• **Document segment**
The effects of stress and anxiety far exceed psychological distress. Stress is not confined to your mental realm only and can significantly influence your physical health. The immune system is one of the physiological systems that are affected by stress in the long term. Stress stimulates the cells of our nervous system to release hormones that results in the production of white blood cells to arm the body against infectious agents. However, if the stress is chronic, it can actually suppress your immune system, making you vulnerable to diseases. Chronic stress can also deteriorate the intracellular communication between immune cells which could result in autoimmune diseases such as psoriasis, rheumatoid arthritis, Crohn’s disease and multiple sclerosis. Stress has also shown to worsen the already existing disease conditions. The immune system isn’t the only aspect of your body that is adversely affected by stress.
Let’s go through some more effects that stress can have on your body
1. Risk of heart diseases
Stress is one of the main causal factors for arrhythmias, hypertension and can significantly increase your chances of having a stroke. This is why patients of anxiety disorders are particularly vulnerable to heart problems since anxiety can heighten the blood pressure, release the stress hormone cortisol and increase the heart rate which is destructive concoction. Chronic anxiety can also elevade the blood lipid levels which can contribute to the development of atherosclerosis; a condition where plaque obstructs the arteries. Interestingly, research infers that people who have apple-shaped bodies are at a greater risk of cardiovascular diseases than people with pear-shaped bodies since cortisol facilitates abdominal body fat accumulation.
2. Digestive distress
Stress can have a profound effect on your digestive system and can result in the inflammation of the mucosal lining in the intestines, making an individual more likely to develop Crohn’s disease. Additionally, stress can also cause excessive belching, farting and similar gastrointestinal problems. This is because the stress hormone cortisol, stimulates the emptying of the stomach and can slow down the release of hydrochloric acid in the stomach. The influence of stress on your hormones can also manifest as obesity. Stress hormone induced physiological changes can increase one’s appetite which can lead to obesity and obesity in itself is a risk factor for more threatening diseases including diabetes, stroke, arthritis and heart disease.
3. Sexual drive and reproductive system
Hormones stimulated by stress can lead to reproductive problems in both genders. Women who suffer from chronic anxiety may experience recurrent vaginal infections, excessive menstrual bleeding and pain. Alternatively, chronic stress in men can cause premature ejaculation and erectile dysfunction. That’s not all. Stress hormones will also affect your libido. Oestrogen is an important hormone that is involved in reproduction and chronic stress alters the level of oestrogen in the body. This can lead to reduced sexual drive in both men and women. You can ease up these overwhelming symptoms by reducing your processed food intake as much as you can and having a healthy died consisting of all essential nutrients required by the body.

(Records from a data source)
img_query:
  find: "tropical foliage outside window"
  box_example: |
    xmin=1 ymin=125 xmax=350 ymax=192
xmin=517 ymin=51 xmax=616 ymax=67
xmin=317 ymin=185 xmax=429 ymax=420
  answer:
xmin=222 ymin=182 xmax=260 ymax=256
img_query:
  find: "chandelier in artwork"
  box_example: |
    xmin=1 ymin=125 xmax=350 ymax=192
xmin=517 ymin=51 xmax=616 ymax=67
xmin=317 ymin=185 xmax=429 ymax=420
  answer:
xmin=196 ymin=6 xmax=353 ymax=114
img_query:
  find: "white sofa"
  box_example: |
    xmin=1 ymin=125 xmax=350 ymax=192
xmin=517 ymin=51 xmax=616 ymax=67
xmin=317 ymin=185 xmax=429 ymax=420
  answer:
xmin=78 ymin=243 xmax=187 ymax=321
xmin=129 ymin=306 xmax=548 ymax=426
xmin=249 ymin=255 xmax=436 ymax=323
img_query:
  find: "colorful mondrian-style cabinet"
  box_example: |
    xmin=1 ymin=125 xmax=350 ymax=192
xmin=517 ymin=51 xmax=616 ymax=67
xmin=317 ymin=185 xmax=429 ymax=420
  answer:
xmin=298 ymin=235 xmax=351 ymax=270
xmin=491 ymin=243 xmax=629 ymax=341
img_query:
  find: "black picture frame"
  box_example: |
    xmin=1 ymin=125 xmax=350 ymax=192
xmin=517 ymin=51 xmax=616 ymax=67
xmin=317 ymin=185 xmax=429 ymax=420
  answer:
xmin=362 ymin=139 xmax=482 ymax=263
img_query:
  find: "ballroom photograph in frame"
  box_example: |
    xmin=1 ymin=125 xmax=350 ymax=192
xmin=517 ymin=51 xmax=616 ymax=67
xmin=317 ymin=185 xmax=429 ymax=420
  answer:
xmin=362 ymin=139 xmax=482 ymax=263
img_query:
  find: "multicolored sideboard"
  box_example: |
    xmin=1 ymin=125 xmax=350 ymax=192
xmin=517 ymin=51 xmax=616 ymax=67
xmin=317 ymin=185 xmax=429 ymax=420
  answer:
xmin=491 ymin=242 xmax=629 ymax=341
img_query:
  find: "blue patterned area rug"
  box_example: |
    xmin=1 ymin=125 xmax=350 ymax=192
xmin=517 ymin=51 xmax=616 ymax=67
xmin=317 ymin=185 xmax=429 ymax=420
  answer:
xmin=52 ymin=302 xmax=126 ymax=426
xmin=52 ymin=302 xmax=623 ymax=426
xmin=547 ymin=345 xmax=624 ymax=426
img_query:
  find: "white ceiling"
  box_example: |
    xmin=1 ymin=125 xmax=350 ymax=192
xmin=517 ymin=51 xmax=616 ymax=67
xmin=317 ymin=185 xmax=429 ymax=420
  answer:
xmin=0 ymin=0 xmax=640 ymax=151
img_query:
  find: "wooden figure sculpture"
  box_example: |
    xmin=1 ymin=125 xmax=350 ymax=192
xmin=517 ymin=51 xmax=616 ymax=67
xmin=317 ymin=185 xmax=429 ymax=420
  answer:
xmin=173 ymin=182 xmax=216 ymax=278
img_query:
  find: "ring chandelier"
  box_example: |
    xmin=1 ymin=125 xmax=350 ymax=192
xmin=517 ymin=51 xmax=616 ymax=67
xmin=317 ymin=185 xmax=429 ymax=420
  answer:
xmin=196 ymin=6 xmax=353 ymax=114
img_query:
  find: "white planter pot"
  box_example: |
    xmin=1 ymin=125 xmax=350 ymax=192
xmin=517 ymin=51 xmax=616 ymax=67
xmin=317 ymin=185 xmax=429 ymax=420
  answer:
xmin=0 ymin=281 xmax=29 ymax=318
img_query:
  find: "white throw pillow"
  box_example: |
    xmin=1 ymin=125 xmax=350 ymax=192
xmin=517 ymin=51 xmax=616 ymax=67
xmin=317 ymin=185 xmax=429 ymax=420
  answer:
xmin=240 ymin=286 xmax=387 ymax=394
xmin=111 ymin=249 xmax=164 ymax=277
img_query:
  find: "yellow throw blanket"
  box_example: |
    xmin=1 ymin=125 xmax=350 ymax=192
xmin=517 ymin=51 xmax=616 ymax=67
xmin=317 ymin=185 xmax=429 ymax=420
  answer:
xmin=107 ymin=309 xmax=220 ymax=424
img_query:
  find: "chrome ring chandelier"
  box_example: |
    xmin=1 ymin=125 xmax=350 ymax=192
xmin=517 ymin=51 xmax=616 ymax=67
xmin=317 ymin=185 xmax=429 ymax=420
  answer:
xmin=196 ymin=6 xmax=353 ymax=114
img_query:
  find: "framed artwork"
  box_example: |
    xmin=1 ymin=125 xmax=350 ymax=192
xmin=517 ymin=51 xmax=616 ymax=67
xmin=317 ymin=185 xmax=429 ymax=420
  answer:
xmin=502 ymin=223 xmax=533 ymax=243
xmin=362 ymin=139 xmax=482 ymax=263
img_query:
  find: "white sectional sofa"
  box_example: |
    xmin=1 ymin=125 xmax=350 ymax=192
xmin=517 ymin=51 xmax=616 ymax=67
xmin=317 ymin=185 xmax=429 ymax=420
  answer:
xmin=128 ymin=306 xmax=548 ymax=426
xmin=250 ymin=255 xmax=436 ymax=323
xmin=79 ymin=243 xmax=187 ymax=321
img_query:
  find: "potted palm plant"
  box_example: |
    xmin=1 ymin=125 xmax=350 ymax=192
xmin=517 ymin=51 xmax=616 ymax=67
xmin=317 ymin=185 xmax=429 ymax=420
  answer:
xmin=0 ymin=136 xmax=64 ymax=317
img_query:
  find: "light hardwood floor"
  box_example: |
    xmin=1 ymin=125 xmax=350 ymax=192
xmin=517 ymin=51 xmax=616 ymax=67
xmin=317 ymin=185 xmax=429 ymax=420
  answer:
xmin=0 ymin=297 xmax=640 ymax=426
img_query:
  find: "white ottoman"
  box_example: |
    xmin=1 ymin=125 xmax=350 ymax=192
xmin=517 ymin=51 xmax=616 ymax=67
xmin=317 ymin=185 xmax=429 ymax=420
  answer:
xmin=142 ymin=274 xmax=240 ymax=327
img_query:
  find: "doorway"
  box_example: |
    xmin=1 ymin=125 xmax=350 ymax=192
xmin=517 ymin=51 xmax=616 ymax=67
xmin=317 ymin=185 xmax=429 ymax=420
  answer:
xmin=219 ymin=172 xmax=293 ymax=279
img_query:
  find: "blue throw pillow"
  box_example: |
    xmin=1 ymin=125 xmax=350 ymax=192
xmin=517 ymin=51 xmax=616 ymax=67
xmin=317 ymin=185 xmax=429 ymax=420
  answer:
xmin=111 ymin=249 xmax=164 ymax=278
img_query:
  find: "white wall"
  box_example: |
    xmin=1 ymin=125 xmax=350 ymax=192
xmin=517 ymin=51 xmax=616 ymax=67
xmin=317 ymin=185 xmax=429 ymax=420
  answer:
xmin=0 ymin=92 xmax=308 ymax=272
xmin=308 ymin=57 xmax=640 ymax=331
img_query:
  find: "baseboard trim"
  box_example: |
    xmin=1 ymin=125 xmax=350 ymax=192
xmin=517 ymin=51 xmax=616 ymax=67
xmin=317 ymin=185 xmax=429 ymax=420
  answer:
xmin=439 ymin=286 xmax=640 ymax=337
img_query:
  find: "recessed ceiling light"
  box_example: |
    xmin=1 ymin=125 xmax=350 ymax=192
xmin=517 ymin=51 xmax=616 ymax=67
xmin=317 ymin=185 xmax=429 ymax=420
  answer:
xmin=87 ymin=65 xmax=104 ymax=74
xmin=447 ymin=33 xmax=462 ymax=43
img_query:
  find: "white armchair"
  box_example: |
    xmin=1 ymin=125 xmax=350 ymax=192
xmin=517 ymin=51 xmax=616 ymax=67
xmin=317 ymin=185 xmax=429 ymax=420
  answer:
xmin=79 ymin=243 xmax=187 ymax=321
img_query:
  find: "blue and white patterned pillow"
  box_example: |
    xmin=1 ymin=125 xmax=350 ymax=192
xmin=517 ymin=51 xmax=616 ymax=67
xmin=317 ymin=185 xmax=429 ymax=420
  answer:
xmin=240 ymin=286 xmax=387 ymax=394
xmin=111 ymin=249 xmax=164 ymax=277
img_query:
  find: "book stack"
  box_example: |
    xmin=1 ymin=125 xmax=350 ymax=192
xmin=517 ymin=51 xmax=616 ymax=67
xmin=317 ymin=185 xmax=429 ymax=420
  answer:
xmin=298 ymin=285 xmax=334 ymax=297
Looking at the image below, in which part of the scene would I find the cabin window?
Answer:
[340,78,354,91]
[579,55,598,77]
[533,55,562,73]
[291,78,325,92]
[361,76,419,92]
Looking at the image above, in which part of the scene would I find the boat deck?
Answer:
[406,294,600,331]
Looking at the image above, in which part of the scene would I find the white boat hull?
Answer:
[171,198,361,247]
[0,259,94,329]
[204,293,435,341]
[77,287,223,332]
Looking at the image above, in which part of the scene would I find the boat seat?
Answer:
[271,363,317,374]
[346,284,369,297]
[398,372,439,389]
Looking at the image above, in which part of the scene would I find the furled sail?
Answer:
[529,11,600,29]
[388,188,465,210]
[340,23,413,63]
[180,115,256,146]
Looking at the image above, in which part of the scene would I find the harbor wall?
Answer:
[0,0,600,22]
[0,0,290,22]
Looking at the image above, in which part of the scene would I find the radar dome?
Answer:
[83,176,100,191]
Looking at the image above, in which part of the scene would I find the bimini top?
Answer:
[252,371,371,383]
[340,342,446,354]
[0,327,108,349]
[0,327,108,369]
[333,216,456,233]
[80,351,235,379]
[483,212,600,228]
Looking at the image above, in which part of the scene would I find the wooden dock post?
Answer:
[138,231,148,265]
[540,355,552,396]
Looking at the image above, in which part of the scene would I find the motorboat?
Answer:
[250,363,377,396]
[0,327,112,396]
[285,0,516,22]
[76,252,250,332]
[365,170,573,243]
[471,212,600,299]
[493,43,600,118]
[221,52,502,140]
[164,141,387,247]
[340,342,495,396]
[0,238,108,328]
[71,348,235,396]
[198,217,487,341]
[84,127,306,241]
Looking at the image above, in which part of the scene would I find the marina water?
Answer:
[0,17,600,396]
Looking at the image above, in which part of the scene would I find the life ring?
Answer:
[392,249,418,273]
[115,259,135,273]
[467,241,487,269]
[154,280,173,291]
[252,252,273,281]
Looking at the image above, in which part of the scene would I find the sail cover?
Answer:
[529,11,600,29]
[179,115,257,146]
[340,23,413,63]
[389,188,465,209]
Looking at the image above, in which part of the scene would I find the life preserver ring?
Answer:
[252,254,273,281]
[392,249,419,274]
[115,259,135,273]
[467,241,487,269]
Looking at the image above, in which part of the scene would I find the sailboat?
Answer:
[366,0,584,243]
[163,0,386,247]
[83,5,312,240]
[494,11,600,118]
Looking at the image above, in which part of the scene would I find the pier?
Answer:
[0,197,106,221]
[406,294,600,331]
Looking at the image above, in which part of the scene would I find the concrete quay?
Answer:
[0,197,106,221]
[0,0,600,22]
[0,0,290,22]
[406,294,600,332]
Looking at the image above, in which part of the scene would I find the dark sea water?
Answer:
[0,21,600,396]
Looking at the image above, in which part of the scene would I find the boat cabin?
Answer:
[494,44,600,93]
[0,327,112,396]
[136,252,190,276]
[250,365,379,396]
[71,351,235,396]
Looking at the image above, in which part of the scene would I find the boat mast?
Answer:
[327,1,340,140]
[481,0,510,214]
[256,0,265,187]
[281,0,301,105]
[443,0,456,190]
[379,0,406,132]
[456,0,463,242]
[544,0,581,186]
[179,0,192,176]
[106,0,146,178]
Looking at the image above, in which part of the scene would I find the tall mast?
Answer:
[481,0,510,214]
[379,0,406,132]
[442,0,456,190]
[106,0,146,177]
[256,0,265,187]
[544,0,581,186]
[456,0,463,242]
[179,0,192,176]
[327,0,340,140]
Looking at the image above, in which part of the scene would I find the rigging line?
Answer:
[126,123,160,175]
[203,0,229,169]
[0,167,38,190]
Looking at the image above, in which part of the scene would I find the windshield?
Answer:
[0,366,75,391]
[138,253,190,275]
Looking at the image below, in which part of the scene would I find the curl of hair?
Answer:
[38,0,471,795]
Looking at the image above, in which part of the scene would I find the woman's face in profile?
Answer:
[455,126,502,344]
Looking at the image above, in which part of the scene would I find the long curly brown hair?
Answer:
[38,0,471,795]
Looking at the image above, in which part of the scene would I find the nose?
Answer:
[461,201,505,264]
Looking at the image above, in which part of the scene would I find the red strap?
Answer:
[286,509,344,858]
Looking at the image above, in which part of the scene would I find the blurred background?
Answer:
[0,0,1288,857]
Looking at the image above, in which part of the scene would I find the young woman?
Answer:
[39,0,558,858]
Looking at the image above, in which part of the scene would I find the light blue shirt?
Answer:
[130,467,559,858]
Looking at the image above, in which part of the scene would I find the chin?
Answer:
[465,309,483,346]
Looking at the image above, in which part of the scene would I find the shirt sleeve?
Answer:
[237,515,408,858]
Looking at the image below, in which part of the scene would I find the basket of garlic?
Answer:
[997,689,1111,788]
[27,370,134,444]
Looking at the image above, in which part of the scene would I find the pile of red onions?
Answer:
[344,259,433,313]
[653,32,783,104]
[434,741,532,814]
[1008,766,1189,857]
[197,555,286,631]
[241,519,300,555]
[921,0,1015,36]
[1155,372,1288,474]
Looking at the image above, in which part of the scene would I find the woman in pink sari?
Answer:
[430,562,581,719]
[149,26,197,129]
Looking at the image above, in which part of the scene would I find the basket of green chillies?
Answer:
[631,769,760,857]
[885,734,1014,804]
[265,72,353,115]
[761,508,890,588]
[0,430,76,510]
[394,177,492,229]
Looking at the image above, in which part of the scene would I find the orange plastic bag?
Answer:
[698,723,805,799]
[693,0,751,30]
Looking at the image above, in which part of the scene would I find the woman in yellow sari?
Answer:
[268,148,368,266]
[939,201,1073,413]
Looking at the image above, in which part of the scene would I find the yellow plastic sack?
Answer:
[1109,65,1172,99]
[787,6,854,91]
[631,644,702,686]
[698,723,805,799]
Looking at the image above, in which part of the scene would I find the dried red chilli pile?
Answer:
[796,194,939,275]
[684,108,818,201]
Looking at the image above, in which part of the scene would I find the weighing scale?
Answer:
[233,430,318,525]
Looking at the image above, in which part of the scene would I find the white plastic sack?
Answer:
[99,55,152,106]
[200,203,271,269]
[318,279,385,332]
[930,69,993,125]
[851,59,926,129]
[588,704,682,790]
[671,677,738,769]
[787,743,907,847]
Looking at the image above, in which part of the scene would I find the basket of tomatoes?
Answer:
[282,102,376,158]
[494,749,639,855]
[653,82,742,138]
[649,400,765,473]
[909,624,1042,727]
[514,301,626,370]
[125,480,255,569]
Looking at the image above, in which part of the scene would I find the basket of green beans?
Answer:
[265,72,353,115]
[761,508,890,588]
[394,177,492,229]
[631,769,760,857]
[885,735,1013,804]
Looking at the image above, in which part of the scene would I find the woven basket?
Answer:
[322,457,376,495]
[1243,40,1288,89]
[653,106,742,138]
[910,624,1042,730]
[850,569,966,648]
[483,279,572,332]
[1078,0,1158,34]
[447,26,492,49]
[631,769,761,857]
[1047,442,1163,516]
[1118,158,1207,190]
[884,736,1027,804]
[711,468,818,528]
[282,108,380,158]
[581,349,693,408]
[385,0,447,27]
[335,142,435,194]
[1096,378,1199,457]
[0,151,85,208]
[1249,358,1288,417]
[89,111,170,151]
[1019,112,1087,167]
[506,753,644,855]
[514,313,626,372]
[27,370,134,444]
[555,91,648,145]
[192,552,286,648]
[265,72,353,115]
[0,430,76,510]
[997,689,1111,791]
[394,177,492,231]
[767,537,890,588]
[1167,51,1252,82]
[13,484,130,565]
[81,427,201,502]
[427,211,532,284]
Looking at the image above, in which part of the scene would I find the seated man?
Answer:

• **Requirement A**
From the stress article, output the part from "2. Digestive distress" up to and including "and heart disease.".
• **Requirement B**
Answer these questions using the stress article:
(i) Which hormone does it call the stress hormone?
(ii) What condition does it describe as one where plaque obstructs the arteries?
(iii) Which hormone's level does chronic stress alter, according to the part on sexual drive and the reproductive system?
• **Requirement C**
List every autoimmune disease the stress article names as a possible result of chronic stress.
You won't need the records for any of this.

• **Your solution A**
2. Digestive distress
Stress can have a profound effect on your digestive system and can result in the inflammation of the mucosal lining in the intestines, making an individual more likely to develop Crohn’s disease. Additionally, stress can also cause excessive belching, farting and similar gastrointestinal problems. This is because the stress hormone cortisol, stimulates the emptying of the stomach and can slow down the release of hydrochloric acid in the stomach. The influence of stress on your hormones can also manifest as obesity. Stress hormone induced physiological changes can increase one’s appetite which can lead to obesity and obesity in itself is a risk factor for more threatening diseases including diabetes, stroke, arthritis and heart disease.

• **Your solution B**
(i) Cortisol
(ii) Atherosclerosis
(iii) Oestrogen

• **Your solution C**
Psoriasis, rheumatoid arthritis, Crohn’s disease, multiple sclerosis